Extracted data entries:
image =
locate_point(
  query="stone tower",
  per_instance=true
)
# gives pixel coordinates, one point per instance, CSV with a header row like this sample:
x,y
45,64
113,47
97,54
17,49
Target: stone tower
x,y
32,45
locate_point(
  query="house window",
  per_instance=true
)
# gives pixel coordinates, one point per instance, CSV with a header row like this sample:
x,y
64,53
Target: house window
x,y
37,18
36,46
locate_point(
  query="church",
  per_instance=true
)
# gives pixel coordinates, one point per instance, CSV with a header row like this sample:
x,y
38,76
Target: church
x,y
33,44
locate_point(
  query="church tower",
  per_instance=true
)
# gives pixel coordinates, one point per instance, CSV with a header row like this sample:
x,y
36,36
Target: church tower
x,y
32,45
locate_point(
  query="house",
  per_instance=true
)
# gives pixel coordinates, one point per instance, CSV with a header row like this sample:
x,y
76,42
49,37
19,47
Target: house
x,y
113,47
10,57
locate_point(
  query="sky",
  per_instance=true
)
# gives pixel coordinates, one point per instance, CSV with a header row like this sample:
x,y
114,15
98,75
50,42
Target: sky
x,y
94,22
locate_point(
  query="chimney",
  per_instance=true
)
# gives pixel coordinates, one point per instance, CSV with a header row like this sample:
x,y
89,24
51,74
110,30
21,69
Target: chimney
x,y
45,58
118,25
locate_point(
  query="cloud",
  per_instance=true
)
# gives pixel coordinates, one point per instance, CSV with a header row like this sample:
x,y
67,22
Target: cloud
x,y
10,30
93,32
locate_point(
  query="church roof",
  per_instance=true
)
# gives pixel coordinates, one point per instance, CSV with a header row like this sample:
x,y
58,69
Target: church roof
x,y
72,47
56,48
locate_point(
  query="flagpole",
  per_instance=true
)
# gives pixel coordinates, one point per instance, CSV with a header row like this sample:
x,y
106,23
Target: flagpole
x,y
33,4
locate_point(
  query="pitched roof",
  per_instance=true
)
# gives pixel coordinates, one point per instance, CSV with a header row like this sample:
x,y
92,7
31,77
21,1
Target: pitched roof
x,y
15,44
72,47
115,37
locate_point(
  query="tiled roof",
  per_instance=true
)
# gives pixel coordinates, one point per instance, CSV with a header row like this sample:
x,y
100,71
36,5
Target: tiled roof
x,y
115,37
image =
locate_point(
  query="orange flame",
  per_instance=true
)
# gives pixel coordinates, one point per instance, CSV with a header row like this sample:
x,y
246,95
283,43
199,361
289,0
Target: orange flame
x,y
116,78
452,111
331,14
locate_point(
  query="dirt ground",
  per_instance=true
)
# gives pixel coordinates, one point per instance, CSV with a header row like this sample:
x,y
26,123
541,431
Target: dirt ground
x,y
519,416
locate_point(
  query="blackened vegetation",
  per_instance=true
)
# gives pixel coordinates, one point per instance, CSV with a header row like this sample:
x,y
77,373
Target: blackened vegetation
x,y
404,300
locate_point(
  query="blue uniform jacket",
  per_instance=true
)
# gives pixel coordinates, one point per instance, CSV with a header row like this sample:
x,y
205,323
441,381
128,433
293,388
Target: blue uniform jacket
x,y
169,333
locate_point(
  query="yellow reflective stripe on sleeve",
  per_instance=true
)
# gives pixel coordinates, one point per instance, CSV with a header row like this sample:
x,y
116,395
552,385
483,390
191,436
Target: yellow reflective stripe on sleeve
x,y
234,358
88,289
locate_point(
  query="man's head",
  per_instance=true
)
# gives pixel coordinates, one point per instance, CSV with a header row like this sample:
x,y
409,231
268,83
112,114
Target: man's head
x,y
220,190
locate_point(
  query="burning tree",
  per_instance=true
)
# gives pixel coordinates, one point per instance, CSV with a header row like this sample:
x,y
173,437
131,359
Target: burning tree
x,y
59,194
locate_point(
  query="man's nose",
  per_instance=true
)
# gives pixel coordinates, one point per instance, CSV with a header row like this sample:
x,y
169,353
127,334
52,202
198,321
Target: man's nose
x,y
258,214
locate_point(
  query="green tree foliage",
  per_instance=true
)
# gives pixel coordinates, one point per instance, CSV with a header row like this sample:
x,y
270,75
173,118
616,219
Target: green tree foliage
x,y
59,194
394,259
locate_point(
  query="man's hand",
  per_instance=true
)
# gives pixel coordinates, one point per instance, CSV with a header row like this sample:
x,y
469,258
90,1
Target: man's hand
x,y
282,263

__TASK TO CARRY OUT__. Copy each record from above without leaving any out.

__EXERCISE RESULT__.
image =
locate_point(
  query="stone tower",
  per_instance=true
)
# gives pixel coordinates, one point per instance, CSV with a header row like this sample:
x,y
45,64
113,47
97,54
17,49
Target: stone tower
x,y
32,45
locate_point(
  query="house window",
  per_instance=true
)
# gives pixel coordinates, one point per instance, CSV with a header row like this sample:
x,y
64,53
Target: house window
x,y
37,18
36,46
locate_point(
  query="church",
  per_instance=true
)
# gives pixel coordinates, one point per instance, CSV with a header row like this sample:
x,y
38,76
Target: church
x,y
33,44
locate_point(
  query="church tower",
  per_instance=true
)
# gives pixel coordinates, one point per instance, CSV with a header row like this sample:
x,y
36,36
Target: church tower
x,y
32,45
locate_point(
  query="house",
  per_instance=true
)
# gives pixel coordinates, one point per instance, CSV with a header row like this sample:
x,y
76,42
49,37
19,47
Target: house
x,y
113,47
10,57
locate_point(
  query="sky",
  per_instance=true
)
# gives pixel coordinates, one point per instance, CSV with a header row like this sample:
x,y
114,15
98,75
50,42
Target: sky
x,y
94,22
locate_point(
  query="chimney",
  per_instance=true
)
# gives pixel coordinates, one point per instance, CSV with a header row like this sample:
x,y
89,24
51,74
110,30
21,69
Target: chimney
x,y
45,58
118,25
locate_point(
  query="cloud",
  per_instance=true
)
# gives pixel coordinates, one point per instance, CSV with a header row like this sample:
x,y
67,22
Target: cloud
x,y
10,30
93,32
locate_point(
  query="church roof",
  per_instance=true
)
# gives pixel coordinates, one point per instance, CSV with a header row like this sample:
x,y
58,69
Target: church roof
x,y
72,47
56,48
locate_point(
  query="flagpole",
  per_instance=true
)
# gives pixel coordinates, one point per instance, CSV with a header row like this sample:
x,y
106,23
Target: flagpole
x,y
33,4
locate_point(
  query="pitched roof",
  per_instance=true
)
# gives pixel coordinates, one point per instance, CSV with a header row like this sample:
x,y
92,7
31,77
21,1
Target: pitched roof
x,y
15,44
72,47
115,37
locate_point(
  query="tiled roof",
  per_instance=true
)
# gives pixel coordinates, one point per instance, CSV with a header row like this sample:
x,y
100,71
36,5
Target: tiled roof
x,y
115,37
image =
locate_point(
  query="orange flame",
  per_instance=true
)
# gives pixel coordinates, one point per instance, CSV with a header row like this sample:
x,y
246,95
283,43
199,361
289,0
Target: orange flame
x,y
116,78
452,111
331,14
locate_point(
  query="dirt ground",
  per_instance=true
)
# gives pixel coordinates, one point per instance, CSV with a header row like this sample:
x,y
26,123
541,431
Target: dirt ground
x,y
519,416
locate_point(
  query="blackened vegetation",
  per_instance=true
)
# gives pixel coordinates, one point per instance, CSV with a header row like this sample:
x,y
77,373
Target: blackened vegetation
x,y
404,300
locate_point(
  query="blue uniform jacket",
  per_instance=true
)
# gives pixel coordinates, one point per instance, CSV with a header row like this sample:
x,y
205,323
441,381
128,433
293,388
Target: blue uniform jacket
x,y
169,333
locate_point(
  query="yellow reflective stripe on sleeve",
  per_instance=true
)
# gives pixel coordinates, one point per instance, CSV with a header row like this sample:
x,y
116,395
552,385
483,390
191,436
Target: yellow reflective stripe on sleeve
x,y
234,358
88,289
locate_point(
  query="man's head",
  per_instance=true
)
# gives pixel coordinates, one point per instance, CSV with a header row like this sample:
x,y
409,231
268,83
112,114
Target: man's head
x,y
220,190
locate_point(
  query="burning tree",
  per_instance=true
)
# gives pixel coordinates, one point per instance, CSV with a header row like this sample:
x,y
173,437
131,359
Target: burning tree
x,y
59,194
locate_point(
  query="man's nose",
  per_instance=true
)
# gives pixel coordinates, one point per instance, CSV with a header row like this sample:
x,y
169,353
127,334
52,202
198,321
Target: man's nose
x,y
258,214
locate_point(
  query="green tree foliage",
  per_instance=true
)
# gives pixel coordinates, one point per instance, CSV with a header row like this sample:
x,y
270,75
173,118
616,219
Target: green tree foliage
x,y
59,194
394,259
locate_point(
  query="man's hand",
  per_instance=true
)
# gives pixel coordinates, one point per instance, CSV with a header row like this sample:
x,y
469,258
90,1
Target: man's hand
x,y
282,263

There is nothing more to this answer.